Entries drawn from a collection
━━━━━━━━━━━━━━━━━━━━━━━━━━━━━━

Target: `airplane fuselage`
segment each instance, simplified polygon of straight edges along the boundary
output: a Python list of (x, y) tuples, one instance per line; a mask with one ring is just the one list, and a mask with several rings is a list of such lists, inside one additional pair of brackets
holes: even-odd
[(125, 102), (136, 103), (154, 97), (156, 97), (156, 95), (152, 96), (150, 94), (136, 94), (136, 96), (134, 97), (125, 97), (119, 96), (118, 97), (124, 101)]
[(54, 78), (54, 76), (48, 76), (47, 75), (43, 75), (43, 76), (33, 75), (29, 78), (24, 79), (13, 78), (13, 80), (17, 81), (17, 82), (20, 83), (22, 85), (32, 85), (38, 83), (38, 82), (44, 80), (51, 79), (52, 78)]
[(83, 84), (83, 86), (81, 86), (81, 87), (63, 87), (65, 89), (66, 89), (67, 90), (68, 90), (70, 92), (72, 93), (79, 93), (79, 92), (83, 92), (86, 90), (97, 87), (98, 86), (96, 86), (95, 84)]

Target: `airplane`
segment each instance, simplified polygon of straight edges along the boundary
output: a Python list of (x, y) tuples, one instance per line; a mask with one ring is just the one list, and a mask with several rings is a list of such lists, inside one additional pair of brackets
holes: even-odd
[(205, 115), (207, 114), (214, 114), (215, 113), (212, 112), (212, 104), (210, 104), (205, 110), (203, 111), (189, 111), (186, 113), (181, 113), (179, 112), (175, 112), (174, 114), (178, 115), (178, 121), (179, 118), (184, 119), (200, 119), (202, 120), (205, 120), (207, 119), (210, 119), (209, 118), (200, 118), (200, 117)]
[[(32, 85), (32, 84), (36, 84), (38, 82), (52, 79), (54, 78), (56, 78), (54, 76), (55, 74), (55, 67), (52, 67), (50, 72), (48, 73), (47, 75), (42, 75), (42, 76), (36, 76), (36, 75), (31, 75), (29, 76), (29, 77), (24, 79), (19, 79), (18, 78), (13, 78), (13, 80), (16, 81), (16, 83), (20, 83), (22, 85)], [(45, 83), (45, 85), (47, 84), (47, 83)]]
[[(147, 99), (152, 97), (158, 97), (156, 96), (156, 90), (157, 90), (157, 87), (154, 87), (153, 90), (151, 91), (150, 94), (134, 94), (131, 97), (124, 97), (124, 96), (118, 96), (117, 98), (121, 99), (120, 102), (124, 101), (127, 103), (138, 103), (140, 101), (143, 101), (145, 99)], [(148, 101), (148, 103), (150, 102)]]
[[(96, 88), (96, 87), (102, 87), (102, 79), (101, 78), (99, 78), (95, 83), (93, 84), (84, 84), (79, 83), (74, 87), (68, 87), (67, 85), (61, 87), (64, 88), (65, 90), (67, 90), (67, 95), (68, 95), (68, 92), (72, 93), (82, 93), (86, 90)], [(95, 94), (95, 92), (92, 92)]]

━━━━━━━━━━━━━━━━━━━━━━━━━━━━━━

**Description of the task:** Please reproduce the stretch from the start of the listing through the line that contains "86), (95, 84)]", including that line, and nothing else.

**Solution to this task:**
Target: `airplane fuselage`
segment each instance, simplified polygon of straight edges along the boundary
output: a Python list of (x, y) tuples, one instance per line; a mask with one ring is just the one list, and a mask with several rings is a list of such lists, inside one additional pair of brackets
holes: even-odd
[(125, 102), (136, 103), (154, 97), (156, 97), (156, 95), (152, 96), (150, 94), (136, 94), (136, 96), (134, 97), (125, 97), (119, 96), (118, 97), (124, 101)]
[(54, 78), (54, 76), (48, 76), (47, 75), (43, 75), (43, 76), (33, 75), (29, 78), (24, 79), (13, 78), (13, 80), (17, 81), (17, 82), (20, 83), (22, 85), (32, 85), (38, 83), (38, 82), (44, 80), (51, 79), (52, 78)]
[(83, 84), (83, 86), (81, 86), (81, 87), (63, 87), (65, 89), (66, 89), (67, 90), (68, 90), (70, 92), (72, 93), (79, 93), (79, 92), (83, 92), (86, 90), (97, 87), (98, 86), (96, 86), (95, 84)]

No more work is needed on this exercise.